Task goal
Format every line of the records below as a numbered list, omitting the blank lines.

(Segmentation labeling records)
--- start ---

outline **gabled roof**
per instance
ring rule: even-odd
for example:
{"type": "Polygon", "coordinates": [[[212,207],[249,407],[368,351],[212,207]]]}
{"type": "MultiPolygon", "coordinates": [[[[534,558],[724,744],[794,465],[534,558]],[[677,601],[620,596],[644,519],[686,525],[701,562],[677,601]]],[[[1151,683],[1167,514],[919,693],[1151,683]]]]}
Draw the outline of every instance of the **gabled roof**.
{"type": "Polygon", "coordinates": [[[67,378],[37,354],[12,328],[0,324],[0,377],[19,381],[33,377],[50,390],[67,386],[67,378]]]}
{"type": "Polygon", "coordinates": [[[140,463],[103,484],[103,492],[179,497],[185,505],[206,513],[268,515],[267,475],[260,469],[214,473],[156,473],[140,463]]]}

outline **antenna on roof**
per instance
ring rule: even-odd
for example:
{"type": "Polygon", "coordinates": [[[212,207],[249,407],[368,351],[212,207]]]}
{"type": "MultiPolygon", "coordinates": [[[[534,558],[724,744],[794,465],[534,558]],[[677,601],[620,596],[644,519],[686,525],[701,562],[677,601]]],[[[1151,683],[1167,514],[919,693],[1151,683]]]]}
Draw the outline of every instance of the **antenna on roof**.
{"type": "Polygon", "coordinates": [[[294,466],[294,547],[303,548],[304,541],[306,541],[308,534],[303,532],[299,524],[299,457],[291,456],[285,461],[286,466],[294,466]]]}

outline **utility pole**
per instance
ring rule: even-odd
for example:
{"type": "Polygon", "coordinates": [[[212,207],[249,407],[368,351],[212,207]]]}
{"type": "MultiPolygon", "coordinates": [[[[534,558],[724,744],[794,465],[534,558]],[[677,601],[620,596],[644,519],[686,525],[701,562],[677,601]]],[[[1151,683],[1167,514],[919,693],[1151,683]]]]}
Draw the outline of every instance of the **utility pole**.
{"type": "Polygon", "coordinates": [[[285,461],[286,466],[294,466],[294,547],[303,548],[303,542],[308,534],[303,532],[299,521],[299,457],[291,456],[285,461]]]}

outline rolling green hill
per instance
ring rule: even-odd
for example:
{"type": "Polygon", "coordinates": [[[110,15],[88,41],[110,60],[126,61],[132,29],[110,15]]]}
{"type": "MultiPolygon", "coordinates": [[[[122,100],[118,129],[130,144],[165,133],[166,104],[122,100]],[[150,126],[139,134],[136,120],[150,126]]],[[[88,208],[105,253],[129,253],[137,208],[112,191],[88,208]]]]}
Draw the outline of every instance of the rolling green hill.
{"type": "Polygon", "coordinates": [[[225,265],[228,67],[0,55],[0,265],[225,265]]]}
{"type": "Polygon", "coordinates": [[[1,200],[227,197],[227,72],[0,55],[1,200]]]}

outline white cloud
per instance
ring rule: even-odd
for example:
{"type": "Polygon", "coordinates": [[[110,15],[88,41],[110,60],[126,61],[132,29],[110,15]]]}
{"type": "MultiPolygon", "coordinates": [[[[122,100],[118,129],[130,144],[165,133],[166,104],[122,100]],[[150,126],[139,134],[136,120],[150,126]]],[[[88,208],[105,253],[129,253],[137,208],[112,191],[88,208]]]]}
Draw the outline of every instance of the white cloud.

--- end ---

Task response
1. outline **gabled roof**
2. per instance
3. ring rule: even-odd
4. for example:
5. {"type": "Polygon", "coordinates": [[[212,207],[249,407],[368,351],[212,207]]]}
6. {"type": "MultiPolygon", "coordinates": [[[[534,558],[724,744],[794,465],[534,558]],[[677,601],[620,596],[644,519],[686,525],[701,562],[677,601]]],[[[1151,683],[1167,514],[919,693],[1151,683]]]]}
7. Draw the outline of every instance of the **gabled roof**.
8. {"type": "Polygon", "coordinates": [[[67,378],[37,354],[12,328],[0,324],[0,377],[19,381],[33,377],[50,390],[67,386],[67,378]]]}
9. {"type": "Polygon", "coordinates": [[[140,463],[103,484],[103,492],[179,497],[185,505],[206,513],[268,515],[267,475],[260,469],[214,473],[156,473],[140,463]]]}
10. outline **antenna on roof**
11. per instance
12. ring rule: even-odd
13. for example:
14. {"type": "Polygon", "coordinates": [[[212,207],[249,407],[368,351],[212,207]]]}
15. {"type": "MultiPolygon", "coordinates": [[[[534,558],[724,744],[794,465],[534,558]],[[677,601],[620,596],[644,519],[686,525],[701,562],[677,601]]],[[[1151,683],[1167,514],[919,693],[1151,683]]]]}
16. Draw the outline of every instance of the **antenna on roof**.
17. {"type": "Polygon", "coordinates": [[[294,466],[294,547],[303,548],[304,541],[306,541],[308,534],[303,532],[299,524],[299,457],[291,456],[285,461],[286,466],[294,466]]]}
18. outline **utility pole**
19. per instance
20. ring rule: even-odd
21. for example:
22. {"type": "Polygon", "coordinates": [[[212,207],[249,407],[368,351],[212,207]]]}
23. {"type": "MultiPolygon", "coordinates": [[[[534,558],[724,744],[794,465],[534,558]],[[677,601],[620,596],[644,519],[686,525],[701,562],[677,601]]],[[[1151,683],[1167,514],[919,693],[1151,683]]]]}
24. Draw the outline of every instance of the **utility pole**.
25. {"type": "Polygon", "coordinates": [[[285,461],[286,466],[294,466],[294,547],[303,548],[303,542],[308,534],[303,532],[299,521],[299,457],[291,456],[285,461]]]}
26. outline rolling green hill
27. per instance
28. ring rule: even-odd
29. for example:
30. {"type": "Polygon", "coordinates": [[[110,15],[88,41],[110,60],[126,61],[132,29],[110,15]]]}
31. {"type": "MultiPolygon", "coordinates": [[[[122,100],[118,129],[130,144],[165,133],[166,104],[122,100]],[[150,126],[139,134],[136,120],[150,126]]],[[[88,208],[105,253],[129,253],[137,208],[112,191],[88,208]]]]}
32. Draw the outline of every instance of the rolling green hill.
33. {"type": "Polygon", "coordinates": [[[225,265],[228,67],[0,55],[0,265],[225,265]]]}
34. {"type": "Polygon", "coordinates": [[[1,200],[227,197],[227,72],[0,55],[1,200]]]}
35. outline white cloud
36. per instance
37. ring rule: even-odd
38. for example:
39. {"type": "Polygon", "coordinates": [[[110,15],[88,41],[110,60],[126,61],[132,29],[110,15]]]}
40. {"type": "MultiPolygon", "coordinates": [[[[122,100],[118,129],[130,144],[165,133],[166,104],[122,100]],[[150,126],[139,134],[136,120],[150,126]]],[[[88,208],[105,253],[129,253],[137,208],[112,191],[88,208]]]]}
41. Draw the outline of every instance of the white cloud.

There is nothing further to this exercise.